#### RECORDS TO USE
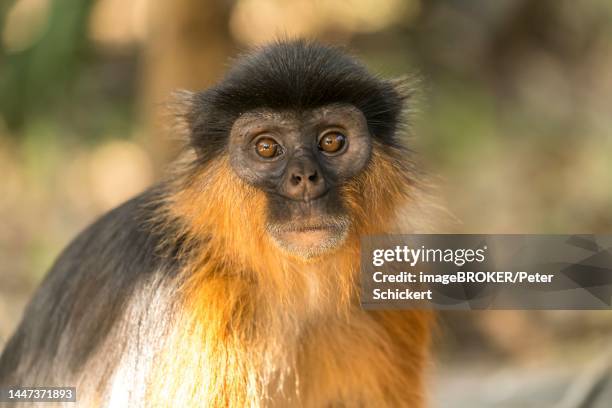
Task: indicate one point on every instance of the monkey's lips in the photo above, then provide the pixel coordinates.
(310, 239)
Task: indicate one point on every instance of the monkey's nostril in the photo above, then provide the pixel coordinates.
(296, 179)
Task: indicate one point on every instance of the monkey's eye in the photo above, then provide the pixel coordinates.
(332, 142)
(267, 148)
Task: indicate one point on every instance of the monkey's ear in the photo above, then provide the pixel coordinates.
(406, 87)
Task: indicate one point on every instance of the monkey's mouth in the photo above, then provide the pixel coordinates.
(309, 239)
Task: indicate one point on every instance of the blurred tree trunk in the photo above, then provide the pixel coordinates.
(187, 47)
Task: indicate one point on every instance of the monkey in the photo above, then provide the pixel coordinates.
(234, 281)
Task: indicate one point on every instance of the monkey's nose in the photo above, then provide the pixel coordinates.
(305, 182)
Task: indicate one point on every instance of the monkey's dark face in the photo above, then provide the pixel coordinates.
(300, 160)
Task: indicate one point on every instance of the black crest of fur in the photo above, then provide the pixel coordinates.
(294, 75)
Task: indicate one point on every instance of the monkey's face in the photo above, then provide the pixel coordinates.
(301, 161)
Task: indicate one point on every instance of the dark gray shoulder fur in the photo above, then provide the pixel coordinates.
(87, 288)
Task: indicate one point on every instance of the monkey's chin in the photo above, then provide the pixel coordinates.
(309, 240)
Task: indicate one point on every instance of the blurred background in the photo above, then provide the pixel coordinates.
(516, 118)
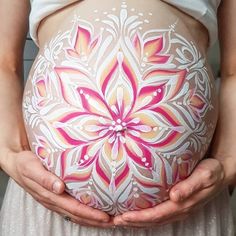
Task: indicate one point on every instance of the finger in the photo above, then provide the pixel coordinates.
(79, 220)
(120, 222)
(67, 203)
(35, 171)
(154, 214)
(207, 173)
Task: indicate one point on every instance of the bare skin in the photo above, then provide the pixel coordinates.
(215, 173)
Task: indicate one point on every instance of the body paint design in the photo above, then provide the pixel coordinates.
(120, 115)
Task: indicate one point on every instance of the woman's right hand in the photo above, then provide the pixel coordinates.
(48, 189)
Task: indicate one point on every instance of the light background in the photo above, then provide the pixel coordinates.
(29, 55)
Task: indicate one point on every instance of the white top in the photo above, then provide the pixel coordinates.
(203, 10)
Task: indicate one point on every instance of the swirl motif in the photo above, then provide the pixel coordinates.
(124, 116)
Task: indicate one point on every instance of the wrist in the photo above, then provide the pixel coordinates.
(229, 168)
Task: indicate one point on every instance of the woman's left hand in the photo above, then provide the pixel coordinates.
(202, 185)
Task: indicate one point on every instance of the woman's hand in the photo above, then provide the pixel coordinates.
(46, 188)
(207, 180)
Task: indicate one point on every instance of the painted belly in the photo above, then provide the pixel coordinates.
(121, 115)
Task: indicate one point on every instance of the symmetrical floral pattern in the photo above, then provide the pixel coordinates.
(119, 115)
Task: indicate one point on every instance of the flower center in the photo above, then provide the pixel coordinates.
(118, 126)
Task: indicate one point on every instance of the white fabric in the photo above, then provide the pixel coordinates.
(21, 215)
(203, 10)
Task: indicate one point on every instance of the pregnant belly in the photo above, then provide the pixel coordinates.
(120, 109)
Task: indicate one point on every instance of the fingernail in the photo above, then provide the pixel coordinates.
(127, 217)
(177, 195)
(56, 186)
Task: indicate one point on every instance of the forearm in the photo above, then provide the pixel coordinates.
(12, 133)
(223, 145)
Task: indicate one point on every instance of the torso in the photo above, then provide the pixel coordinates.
(50, 25)
(120, 102)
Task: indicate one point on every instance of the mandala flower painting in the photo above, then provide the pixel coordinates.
(123, 116)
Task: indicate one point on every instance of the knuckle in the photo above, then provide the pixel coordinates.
(45, 182)
(207, 175)
(46, 196)
(186, 210)
(25, 170)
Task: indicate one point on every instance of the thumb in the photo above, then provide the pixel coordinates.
(204, 175)
(35, 170)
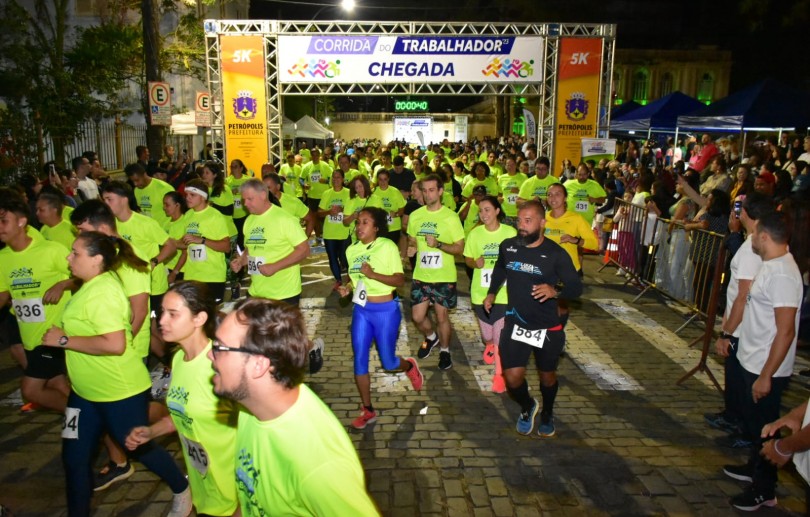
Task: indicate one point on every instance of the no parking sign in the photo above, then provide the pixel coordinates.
(160, 104)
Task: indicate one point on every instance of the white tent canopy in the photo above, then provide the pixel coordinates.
(308, 127)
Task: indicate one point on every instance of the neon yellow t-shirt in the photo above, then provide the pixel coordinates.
(572, 224)
(146, 236)
(64, 233)
(389, 200)
(293, 177)
(472, 216)
(293, 205)
(483, 243)
(313, 174)
(489, 182)
(205, 264)
(300, 463)
(383, 257)
(432, 264)
(150, 199)
(101, 307)
(175, 230)
(578, 194)
(269, 237)
(26, 275)
(505, 185)
(206, 426)
(233, 185)
(535, 187)
(333, 227)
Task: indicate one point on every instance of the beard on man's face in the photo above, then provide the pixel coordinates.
(525, 238)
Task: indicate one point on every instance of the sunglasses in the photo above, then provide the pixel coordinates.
(217, 347)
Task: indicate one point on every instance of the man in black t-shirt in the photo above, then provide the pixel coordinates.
(536, 271)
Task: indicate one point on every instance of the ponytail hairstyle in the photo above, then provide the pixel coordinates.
(114, 251)
(219, 178)
(198, 298)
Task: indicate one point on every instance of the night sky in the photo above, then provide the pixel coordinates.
(766, 37)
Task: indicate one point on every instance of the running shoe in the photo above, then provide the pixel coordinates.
(525, 423)
(366, 417)
(181, 504)
(753, 499)
(489, 354)
(546, 429)
(415, 375)
(445, 361)
(112, 473)
(739, 472)
(498, 384)
(427, 347)
(316, 356)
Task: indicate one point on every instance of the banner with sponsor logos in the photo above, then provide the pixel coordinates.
(577, 97)
(244, 102)
(407, 59)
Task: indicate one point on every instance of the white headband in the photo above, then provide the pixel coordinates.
(195, 190)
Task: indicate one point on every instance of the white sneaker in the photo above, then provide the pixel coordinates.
(181, 504)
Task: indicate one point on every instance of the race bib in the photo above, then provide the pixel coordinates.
(486, 277)
(195, 452)
(535, 338)
(253, 265)
(70, 424)
(197, 252)
(29, 310)
(430, 259)
(360, 297)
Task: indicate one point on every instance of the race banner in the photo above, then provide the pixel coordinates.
(577, 97)
(160, 104)
(598, 148)
(409, 59)
(244, 102)
(202, 110)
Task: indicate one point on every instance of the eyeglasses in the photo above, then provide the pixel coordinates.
(217, 347)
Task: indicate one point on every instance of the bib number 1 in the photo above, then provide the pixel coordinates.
(535, 338)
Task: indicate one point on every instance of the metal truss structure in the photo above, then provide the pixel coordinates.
(544, 90)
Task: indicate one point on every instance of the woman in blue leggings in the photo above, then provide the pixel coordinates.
(375, 270)
(110, 383)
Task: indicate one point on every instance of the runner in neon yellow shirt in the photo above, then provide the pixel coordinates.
(206, 240)
(480, 253)
(275, 246)
(584, 194)
(35, 278)
(375, 270)
(335, 234)
(435, 235)
(293, 456)
(109, 382)
(205, 424)
(537, 186)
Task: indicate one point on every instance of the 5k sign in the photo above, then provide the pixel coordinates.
(244, 102)
(577, 96)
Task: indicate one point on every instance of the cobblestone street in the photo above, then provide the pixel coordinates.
(629, 440)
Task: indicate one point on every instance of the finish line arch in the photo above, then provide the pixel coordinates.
(352, 58)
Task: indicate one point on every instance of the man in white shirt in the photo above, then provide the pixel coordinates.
(88, 188)
(767, 351)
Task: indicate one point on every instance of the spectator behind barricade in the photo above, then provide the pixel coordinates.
(744, 183)
(765, 183)
(718, 179)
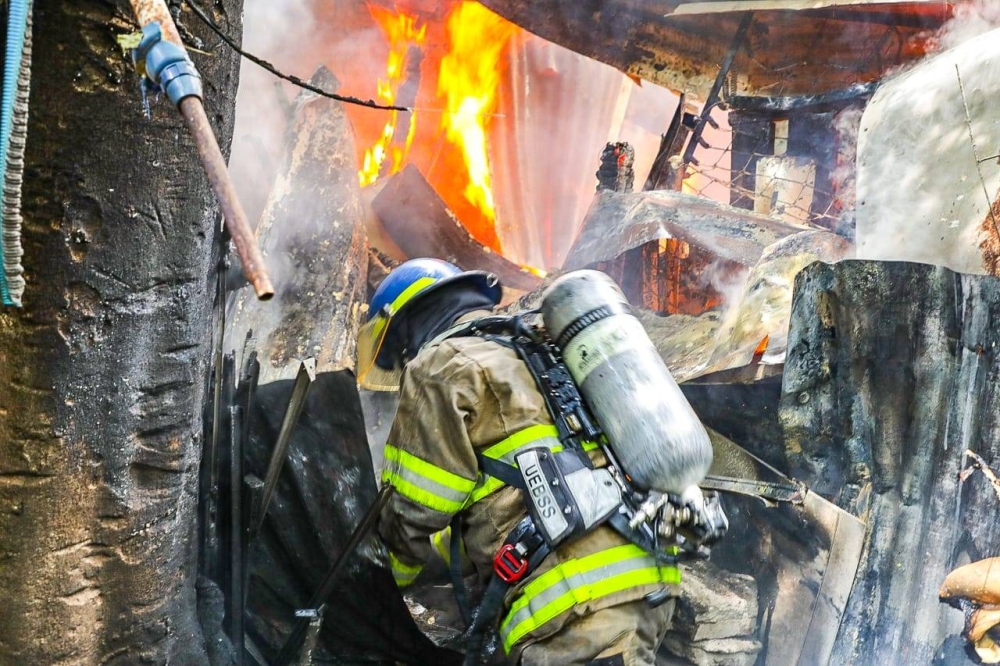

#### CHALLENGE
Pull out every line of the records that contains the word "flower", matching case exactly.

#### PROBLEM SOLUTION
Task: indicate one point on every instance of the flower center in the photo above, then provide the pixel coordinates.
Task: indicate one point on every instance of the mandala flower painting in the photo above, then provide the pixel coordinates.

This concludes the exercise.